Give back exactly the lines that run from the line containing "the wooden boat" through the end of the listing below. Leave out every other line.
--*--
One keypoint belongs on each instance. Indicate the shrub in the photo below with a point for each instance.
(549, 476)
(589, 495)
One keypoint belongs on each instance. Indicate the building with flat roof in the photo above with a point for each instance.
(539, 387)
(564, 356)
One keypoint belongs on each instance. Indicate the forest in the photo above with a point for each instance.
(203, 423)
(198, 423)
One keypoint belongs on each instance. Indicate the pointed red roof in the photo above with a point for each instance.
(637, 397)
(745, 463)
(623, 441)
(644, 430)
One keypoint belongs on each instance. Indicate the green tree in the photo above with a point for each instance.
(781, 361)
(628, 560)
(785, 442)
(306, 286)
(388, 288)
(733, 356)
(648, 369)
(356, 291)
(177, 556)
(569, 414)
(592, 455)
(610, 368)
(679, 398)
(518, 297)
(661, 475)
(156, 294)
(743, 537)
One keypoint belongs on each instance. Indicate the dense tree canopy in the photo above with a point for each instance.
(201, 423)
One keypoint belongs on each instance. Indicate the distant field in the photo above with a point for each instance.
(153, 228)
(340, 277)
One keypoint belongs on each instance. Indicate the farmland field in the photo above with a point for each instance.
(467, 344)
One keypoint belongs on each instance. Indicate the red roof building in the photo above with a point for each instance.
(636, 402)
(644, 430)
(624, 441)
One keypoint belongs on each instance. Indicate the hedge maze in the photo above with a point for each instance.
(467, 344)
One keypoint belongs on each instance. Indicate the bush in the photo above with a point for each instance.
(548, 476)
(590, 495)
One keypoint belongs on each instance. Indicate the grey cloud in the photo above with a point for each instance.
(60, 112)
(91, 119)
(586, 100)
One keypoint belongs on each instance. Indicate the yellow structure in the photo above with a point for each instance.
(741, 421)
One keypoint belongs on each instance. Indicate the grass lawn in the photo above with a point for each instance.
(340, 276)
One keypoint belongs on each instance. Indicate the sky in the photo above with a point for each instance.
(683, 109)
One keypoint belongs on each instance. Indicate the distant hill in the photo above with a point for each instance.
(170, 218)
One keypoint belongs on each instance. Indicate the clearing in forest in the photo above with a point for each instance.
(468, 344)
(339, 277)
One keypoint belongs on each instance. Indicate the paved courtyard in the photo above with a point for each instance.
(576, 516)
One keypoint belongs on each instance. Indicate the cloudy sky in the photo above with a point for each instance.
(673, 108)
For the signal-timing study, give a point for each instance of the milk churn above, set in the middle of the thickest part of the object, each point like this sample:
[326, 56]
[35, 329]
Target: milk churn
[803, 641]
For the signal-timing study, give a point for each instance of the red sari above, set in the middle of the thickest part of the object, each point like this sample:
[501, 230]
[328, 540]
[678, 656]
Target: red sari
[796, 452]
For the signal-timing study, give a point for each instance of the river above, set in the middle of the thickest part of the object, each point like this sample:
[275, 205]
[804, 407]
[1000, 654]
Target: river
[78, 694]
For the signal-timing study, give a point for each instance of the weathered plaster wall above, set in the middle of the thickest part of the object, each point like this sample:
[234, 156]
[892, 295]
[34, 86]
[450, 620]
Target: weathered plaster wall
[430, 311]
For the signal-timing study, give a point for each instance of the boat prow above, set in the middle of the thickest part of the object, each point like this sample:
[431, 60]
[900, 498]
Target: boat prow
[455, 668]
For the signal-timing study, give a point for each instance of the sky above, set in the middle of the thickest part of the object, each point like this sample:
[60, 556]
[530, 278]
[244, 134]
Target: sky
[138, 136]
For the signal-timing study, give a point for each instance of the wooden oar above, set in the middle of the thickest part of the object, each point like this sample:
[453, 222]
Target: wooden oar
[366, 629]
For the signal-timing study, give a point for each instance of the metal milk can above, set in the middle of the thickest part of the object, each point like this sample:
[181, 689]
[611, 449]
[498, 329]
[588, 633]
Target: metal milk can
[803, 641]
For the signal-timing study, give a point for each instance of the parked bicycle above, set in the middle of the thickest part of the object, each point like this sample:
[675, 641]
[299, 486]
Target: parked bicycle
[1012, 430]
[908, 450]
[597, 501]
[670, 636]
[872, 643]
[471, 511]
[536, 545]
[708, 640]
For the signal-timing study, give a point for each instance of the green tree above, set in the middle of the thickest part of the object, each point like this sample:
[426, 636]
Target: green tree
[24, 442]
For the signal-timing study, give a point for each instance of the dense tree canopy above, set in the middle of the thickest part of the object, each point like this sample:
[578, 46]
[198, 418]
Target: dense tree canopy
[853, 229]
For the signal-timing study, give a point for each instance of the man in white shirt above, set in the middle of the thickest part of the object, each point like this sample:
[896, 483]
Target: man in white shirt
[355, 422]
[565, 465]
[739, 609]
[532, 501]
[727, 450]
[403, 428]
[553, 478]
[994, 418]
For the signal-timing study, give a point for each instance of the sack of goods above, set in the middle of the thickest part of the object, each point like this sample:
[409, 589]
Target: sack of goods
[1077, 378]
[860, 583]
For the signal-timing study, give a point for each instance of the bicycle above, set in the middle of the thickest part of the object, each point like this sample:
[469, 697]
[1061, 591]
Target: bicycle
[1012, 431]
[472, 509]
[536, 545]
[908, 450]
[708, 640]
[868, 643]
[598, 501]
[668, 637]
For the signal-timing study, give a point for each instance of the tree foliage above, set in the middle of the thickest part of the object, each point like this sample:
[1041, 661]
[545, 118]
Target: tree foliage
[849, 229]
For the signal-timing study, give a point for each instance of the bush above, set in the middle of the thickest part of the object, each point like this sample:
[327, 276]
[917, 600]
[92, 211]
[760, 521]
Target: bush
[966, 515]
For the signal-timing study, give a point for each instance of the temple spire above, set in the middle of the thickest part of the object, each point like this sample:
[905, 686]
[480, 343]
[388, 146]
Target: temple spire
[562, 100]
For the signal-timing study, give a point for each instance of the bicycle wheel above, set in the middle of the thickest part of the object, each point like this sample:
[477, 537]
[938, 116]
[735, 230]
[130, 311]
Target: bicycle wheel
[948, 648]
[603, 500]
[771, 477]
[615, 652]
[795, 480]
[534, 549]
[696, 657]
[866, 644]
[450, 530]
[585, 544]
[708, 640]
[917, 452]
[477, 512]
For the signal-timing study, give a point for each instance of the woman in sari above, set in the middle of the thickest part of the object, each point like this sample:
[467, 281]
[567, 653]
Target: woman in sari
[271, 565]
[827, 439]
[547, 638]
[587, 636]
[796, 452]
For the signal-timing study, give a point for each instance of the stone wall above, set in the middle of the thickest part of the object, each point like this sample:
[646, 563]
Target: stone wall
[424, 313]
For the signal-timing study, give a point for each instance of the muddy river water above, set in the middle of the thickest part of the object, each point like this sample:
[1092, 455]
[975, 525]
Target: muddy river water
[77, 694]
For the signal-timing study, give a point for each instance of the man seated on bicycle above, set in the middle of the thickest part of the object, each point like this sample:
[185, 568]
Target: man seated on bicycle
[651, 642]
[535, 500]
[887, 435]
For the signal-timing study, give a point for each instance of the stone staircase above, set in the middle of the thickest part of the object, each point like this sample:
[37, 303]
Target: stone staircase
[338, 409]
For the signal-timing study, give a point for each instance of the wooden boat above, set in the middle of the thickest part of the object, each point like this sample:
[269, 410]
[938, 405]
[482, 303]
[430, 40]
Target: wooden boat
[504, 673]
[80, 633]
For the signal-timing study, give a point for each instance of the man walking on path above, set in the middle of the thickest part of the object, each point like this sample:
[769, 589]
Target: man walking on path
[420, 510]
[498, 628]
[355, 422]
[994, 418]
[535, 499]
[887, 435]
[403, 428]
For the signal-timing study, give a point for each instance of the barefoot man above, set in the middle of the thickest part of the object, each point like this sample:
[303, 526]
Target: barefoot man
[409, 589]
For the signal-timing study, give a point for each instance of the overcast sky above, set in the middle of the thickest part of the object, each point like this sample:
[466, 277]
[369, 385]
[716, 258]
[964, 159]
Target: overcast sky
--*--
Response:
For the signal-timing study, give a point for each instance of the wooden boat above, set in the middle of the thickest part of the object, each point like this sample:
[269, 410]
[938, 405]
[482, 303]
[430, 40]
Target: wooden boat
[504, 673]
[80, 633]
For the signal-timing study, give a point for each instance of the man walking on path above, set in the middle of the thickest part of the object, each point like this sample:
[769, 589]
Target: man walking on path
[420, 510]
[498, 628]
[355, 422]
[994, 418]
[535, 499]
[887, 435]
[403, 428]
For the signal-timing study, give a point for each instance of the barefoot man above, set in the middle of the thickest part of the object, each point like this sample:
[303, 526]
Target: barefoot man
[409, 589]
For the signal-timing study, give a point for each instance of the overcast sky above, set in the middle of the thickest part of the object, each point like this sample:
[466, 277]
[369, 385]
[716, 258]
[964, 159]
Target: overcast sky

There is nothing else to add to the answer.